[Set of tasks]
[1] Copy the passage from the Bible verse list word for word, between "Acts 11:14 He" and "is to come.", inclusive.
[2] Add what comes next in the Bible verse list, starting after its last verse.

---------- Document excerpt

Isaiah 39:6 The time will surely come when everything in your palace, and all that your fathers have stored up until this day, will be carried off to Babylon.

Jeremiah 30:10 “‘So do not fear, O Jacob my servant; do not be dismayed, O Israel,’ declares the Lord. ‘I will surely save you out of a distant place, your descendants from the land of their exile. Jacob will again have peace and security, and no one will make him afraid.

Acts 11:14 He will bring you a message through which you and all your household will be saved.

2 Corinthians 1:22 … and put his Spirit in our hearts as a deposit, guaranteeing what is to come.

Hebrews 6:14  “Surely I will bless you and multiply you.”

Deuteronomy 31:29 For I know that after my death you will surely act corruptly and turn aside …

Joshua 3:10  This is how you will know that the living God is among you and that he will certainly drive out before you the Canaanites, Hittites, Hivites, Perizzites, Girgashites, Amorites and Jebusites.

--------------------
---------- Provided data

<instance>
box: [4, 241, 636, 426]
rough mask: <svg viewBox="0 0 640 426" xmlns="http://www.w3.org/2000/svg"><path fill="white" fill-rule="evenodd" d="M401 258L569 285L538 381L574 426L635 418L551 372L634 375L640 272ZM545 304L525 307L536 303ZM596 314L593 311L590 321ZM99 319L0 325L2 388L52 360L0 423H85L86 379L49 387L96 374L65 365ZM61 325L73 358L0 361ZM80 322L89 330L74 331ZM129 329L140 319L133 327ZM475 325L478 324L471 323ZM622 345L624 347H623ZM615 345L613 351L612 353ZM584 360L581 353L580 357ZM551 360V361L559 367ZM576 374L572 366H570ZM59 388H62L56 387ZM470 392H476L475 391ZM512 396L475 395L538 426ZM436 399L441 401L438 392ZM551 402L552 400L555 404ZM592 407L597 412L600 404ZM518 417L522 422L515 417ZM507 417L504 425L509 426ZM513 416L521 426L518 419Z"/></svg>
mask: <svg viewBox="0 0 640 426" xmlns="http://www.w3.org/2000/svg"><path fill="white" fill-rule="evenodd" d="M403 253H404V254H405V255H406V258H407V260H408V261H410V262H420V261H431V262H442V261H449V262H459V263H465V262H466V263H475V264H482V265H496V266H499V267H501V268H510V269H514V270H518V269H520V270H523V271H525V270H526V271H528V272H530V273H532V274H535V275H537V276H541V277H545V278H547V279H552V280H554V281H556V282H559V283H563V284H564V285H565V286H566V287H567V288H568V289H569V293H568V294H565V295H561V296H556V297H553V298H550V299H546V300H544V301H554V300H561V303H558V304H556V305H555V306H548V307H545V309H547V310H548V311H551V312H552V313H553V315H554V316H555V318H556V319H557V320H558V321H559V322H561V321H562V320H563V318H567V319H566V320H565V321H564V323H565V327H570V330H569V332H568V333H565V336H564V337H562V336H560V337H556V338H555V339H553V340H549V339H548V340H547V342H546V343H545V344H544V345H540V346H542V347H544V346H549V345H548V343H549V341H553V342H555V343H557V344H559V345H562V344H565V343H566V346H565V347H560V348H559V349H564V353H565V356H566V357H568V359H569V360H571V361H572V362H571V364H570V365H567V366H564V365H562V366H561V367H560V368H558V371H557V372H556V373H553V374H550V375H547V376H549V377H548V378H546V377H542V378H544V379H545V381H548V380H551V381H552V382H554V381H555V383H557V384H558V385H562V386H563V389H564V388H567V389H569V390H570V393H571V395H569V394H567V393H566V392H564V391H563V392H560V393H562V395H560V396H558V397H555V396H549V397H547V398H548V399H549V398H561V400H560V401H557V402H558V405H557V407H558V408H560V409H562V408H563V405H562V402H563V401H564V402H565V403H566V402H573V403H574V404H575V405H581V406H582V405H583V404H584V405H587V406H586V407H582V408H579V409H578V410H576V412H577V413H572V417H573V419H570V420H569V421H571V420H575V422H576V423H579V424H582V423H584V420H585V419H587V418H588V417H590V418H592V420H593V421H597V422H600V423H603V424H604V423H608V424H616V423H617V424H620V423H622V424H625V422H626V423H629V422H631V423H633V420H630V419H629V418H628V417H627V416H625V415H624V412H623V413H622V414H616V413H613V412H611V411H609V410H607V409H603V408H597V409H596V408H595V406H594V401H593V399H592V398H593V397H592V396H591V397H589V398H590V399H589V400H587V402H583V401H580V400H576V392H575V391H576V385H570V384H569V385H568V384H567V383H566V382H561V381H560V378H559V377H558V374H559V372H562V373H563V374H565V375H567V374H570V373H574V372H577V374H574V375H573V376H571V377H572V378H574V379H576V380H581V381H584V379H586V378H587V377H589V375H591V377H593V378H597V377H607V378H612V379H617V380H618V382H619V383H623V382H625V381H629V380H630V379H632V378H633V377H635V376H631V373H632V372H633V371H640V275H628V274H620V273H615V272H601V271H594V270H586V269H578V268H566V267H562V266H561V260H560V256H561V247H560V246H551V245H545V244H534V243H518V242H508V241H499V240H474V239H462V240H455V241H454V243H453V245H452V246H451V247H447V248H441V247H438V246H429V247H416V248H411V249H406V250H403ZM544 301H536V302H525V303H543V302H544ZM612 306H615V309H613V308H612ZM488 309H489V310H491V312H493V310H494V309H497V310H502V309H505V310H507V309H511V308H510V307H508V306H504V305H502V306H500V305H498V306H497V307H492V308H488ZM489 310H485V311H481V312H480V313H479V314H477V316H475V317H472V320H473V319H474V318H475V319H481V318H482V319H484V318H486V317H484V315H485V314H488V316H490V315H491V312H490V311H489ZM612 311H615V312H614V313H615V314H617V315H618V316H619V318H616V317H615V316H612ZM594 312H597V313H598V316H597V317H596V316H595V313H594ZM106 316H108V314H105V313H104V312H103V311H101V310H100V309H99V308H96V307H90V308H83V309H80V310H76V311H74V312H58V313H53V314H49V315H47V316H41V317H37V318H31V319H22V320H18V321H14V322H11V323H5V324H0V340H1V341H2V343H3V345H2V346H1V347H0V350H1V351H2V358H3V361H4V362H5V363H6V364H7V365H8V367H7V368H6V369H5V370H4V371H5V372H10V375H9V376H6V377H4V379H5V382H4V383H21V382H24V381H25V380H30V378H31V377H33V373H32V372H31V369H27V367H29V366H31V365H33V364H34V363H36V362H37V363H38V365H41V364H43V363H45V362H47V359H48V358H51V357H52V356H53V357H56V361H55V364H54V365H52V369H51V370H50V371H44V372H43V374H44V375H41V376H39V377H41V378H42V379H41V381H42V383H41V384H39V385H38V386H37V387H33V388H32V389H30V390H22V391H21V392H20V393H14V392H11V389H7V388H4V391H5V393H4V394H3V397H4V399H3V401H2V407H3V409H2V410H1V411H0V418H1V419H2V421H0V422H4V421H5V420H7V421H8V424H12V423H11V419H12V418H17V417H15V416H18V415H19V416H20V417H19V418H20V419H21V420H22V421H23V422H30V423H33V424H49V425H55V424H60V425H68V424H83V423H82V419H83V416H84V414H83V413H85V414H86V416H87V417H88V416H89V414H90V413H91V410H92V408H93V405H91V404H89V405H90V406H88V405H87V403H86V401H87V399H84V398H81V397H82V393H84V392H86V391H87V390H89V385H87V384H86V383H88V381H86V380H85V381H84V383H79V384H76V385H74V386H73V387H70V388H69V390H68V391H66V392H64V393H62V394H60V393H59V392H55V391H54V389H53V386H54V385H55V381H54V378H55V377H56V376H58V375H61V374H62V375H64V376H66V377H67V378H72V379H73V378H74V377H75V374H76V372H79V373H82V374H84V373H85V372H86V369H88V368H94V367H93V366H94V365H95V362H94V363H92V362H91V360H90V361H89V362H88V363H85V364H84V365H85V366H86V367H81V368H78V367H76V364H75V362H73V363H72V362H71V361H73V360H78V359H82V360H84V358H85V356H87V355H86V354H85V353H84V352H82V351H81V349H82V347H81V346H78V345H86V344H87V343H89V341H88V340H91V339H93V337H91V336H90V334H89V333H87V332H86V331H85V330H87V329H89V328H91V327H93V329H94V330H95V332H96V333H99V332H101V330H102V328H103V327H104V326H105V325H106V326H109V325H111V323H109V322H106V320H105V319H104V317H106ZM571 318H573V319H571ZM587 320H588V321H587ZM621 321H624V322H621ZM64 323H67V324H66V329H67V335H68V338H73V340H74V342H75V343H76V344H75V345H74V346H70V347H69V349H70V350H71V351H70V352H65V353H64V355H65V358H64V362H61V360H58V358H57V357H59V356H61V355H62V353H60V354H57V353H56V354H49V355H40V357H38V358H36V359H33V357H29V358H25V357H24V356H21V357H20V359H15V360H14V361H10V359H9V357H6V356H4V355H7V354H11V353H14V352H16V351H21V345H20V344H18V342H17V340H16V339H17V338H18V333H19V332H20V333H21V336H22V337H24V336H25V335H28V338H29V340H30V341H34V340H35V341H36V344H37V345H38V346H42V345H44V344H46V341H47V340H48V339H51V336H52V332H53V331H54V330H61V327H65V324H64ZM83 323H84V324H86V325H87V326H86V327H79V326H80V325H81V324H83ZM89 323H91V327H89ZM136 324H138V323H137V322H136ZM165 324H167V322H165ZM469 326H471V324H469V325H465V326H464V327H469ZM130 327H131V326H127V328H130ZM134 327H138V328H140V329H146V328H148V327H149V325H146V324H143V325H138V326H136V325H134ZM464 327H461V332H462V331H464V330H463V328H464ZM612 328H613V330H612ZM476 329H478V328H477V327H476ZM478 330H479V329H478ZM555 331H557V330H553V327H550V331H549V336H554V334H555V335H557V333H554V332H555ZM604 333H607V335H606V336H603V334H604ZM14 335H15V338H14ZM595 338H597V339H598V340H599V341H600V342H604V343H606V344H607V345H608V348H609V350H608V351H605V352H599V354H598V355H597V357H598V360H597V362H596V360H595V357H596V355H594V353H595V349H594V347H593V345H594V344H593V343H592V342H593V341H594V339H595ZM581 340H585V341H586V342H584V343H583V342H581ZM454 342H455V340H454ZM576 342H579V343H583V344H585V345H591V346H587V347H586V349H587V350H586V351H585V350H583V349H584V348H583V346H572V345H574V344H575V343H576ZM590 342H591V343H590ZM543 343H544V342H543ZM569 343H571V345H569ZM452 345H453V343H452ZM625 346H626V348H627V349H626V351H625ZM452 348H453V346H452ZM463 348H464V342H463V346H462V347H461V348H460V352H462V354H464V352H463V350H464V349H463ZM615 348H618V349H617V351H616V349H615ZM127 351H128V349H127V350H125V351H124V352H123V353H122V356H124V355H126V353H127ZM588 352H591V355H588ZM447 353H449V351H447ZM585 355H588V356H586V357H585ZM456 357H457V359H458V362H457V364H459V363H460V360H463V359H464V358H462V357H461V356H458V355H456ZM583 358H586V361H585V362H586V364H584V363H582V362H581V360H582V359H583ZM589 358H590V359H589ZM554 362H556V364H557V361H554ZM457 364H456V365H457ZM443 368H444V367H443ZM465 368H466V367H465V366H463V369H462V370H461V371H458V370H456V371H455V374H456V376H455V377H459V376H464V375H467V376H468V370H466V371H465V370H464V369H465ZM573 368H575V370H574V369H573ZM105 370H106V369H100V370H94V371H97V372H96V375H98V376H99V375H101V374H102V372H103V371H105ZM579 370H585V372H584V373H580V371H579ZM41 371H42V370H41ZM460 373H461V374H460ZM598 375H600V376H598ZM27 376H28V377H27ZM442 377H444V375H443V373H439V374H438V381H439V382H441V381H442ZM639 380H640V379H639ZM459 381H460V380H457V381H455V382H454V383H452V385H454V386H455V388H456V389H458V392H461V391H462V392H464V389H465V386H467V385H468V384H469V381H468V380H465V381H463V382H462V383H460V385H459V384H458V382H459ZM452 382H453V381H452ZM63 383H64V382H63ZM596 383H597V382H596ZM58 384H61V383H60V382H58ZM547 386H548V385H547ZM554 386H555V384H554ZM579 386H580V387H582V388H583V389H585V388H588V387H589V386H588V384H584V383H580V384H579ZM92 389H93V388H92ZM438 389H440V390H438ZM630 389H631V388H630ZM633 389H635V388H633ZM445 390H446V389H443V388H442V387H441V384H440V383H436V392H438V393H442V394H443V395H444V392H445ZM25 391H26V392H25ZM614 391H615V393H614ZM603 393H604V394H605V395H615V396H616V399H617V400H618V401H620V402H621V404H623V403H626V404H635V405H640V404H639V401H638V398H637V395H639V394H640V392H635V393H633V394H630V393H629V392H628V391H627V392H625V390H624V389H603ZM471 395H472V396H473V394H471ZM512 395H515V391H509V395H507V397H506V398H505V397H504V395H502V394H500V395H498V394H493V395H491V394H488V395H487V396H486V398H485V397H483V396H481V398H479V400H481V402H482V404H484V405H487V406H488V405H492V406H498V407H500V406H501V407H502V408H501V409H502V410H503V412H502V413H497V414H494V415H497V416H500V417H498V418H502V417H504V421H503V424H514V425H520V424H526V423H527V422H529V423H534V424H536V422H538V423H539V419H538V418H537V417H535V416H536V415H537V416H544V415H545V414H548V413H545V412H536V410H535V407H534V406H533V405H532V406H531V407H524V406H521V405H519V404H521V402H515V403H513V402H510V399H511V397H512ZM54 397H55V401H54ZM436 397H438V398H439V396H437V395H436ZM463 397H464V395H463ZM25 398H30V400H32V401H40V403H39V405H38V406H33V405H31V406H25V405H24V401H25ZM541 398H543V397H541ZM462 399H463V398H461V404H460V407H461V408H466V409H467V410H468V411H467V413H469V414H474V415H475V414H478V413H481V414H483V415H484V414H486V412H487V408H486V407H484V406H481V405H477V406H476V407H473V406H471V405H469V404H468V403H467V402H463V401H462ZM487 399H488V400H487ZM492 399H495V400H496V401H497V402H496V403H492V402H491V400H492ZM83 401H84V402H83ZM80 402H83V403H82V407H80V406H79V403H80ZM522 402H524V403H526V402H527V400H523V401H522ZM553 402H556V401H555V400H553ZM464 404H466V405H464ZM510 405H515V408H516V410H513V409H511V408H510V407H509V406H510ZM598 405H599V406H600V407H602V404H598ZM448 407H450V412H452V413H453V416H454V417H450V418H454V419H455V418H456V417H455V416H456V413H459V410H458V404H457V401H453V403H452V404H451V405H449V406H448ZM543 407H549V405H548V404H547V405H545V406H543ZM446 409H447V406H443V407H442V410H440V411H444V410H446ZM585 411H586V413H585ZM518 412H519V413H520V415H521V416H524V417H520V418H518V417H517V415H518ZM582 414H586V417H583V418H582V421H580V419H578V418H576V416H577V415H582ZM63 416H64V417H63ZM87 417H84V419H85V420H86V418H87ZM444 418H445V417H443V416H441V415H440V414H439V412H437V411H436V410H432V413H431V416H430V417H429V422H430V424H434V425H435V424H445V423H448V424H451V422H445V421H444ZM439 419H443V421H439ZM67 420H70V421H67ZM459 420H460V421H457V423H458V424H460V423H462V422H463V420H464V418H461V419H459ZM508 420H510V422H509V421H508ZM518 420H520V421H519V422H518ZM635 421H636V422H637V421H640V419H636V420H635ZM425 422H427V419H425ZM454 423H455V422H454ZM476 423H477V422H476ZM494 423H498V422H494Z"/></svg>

--------------------

[Responses by item number]
[1]
Acts 11:14 He will bring you a message through which you and all your household will be saved.

2 Corinthians 1:22 … and put his Spirit in our hearts as a deposit, guaranteeing what is to come.

[2]
Jeremiah 32:4 Zedekiah king of Judah will not escape out of the hands of the Babylonians but will certainly be handed over to the king of Babylon, and will speak with him face to face and see him with his own eyes.

Jeremiah 38:3 Thus says the Lord: “This city shall surely be given into the hand of the army of the king of Babylon and be taken.”

Amos 5:5 “… for Gilgal shall surely go into exile, and Bethel shall come to nothing.”

Amos 7:17 Therefore this is what the Lord says: “Your wife will become a prostitute in the city, and your sons and daughters will fall by the sword. Your land will be measured and divided up, and you yourself will die in a pagan country. And Israel will certainly go into exile, away from their native land.”

Matthew 24:2  Truly, I say to you, there will not be left here one stone upon another that will not be thrown down.

Matthew 26:34  Jesus said to him, “Truly, I tell you, this very night, before the rooster crows, you will deny me three times.”

Verses I need to address, in this connection, though:

Isaiah 63:8,10  For he said, “Surely they are my people, children who will not deal falsely.” And he became their Savior. … But they rebelled and grieved his Holy Spirit …

But this was God’s work, and not their choice, primarily:

Isaiah 63:17 Why, O Lord, do you make us wander from your ways and harden our hearts so we do not revere you?

Zephaniah 3:7  I said, “Surely you will fear me; you will accept correction. Then your dwelling would not be cut off according to all that I have appointed against you.” But all the more they were eager to make all their deeds corrupt.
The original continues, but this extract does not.